--- START OF DATA SECTION ---
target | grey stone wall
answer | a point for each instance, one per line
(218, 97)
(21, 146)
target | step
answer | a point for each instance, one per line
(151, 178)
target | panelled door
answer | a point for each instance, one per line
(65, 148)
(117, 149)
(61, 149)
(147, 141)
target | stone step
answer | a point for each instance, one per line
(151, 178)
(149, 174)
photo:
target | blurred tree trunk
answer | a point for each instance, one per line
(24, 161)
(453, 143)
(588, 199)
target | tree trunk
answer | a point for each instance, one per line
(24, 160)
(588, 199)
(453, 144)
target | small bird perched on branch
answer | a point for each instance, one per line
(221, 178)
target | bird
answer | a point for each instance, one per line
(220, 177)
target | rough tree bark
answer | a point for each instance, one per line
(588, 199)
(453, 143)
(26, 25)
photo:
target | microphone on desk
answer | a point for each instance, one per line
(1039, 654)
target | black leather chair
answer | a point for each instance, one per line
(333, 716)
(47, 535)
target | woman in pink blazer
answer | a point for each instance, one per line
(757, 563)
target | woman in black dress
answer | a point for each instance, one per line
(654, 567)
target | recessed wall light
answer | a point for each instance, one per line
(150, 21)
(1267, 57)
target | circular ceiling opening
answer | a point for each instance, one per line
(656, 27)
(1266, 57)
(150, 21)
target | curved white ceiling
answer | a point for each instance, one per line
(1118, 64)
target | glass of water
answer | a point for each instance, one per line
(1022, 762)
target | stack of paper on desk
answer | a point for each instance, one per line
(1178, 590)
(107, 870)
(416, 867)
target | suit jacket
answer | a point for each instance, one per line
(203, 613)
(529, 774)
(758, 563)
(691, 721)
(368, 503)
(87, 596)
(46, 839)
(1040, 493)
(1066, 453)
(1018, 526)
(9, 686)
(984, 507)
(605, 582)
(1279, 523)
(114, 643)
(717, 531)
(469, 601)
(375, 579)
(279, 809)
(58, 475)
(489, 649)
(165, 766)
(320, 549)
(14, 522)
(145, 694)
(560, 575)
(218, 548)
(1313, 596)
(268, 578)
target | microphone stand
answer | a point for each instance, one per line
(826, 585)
--- END OF DATA SECTION ---
* [WHAT IS NEEDED]:
Copy all the records again, replacing every "stone" with "brick" and leaving everything else unchanged.

* [THE ANSWER]:
target | grey brick wall
answer | a point for each instance, one per line
(218, 97)
(21, 146)
target | step
answer | a point for each instance, one per line
(151, 178)
target | panelled door
answer | a point for each instance, one per line
(65, 148)
(117, 149)
(61, 149)
(147, 141)
target | brick step
answer | a point for each instance, one per line
(151, 178)
(149, 174)
photo:
target | blurred tree trunk
answer | a point for each instance, one per line
(24, 161)
(453, 143)
(588, 199)
target | tree trunk
answer | a point for each instance, one per line
(24, 160)
(588, 199)
(453, 144)
target | small bird perched on branch
answer | a point for each instance, one per line
(221, 178)
target | bird
answer | a point for each instance, one per line
(220, 177)
target | rough tree bark
answer | a point for each instance, one per line
(588, 199)
(453, 143)
(26, 25)
photo:
target | microphone on desk
answer | a point for each instance, one per line
(1039, 654)
target | black leather chair
answer | a point for each instance, one per line
(333, 716)
(47, 535)
target | woman in pink blazer
answer | a point for each instance, one per line
(757, 563)
target | woman in black dress
answer | a point for each instance, one per line
(654, 567)
target | recessed wall light
answer | a point for each instance, one per line
(150, 21)
(1267, 57)
target | circular ceiling opening
answer | a point for each instance, one per line
(656, 27)
(1266, 57)
(150, 21)
target | curved white ceiling
answer | a point for each instance, one per line
(1118, 64)
target | glass of water
answer | a point for each instance, one per line
(1022, 762)
target | stack of paper on desk
answer | a point for each instance, one per line
(1178, 590)
(107, 870)
(416, 867)
target | suit jacket
answer | a point for each instance, one per line
(203, 613)
(529, 774)
(758, 563)
(691, 721)
(368, 503)
(87, 596)
(46, 839)
(1040, 493)
(1066, 453)
(1018, 526)
(9, 686)
(984, 507)
(605, 582)
(1279, 523)
(114, 643)
(717, 531)
(469, 601)
(375, 579)
(279, 809)
(58, 475)
(489, 649)
(165, 766)
(320, 549)
(14, 522)
(145, 694)
(560, 575)
(218, 548)
(1313, 596)
(268, 578)
target | microphone stand
answer | a point for each instance, one per line
(826, 585)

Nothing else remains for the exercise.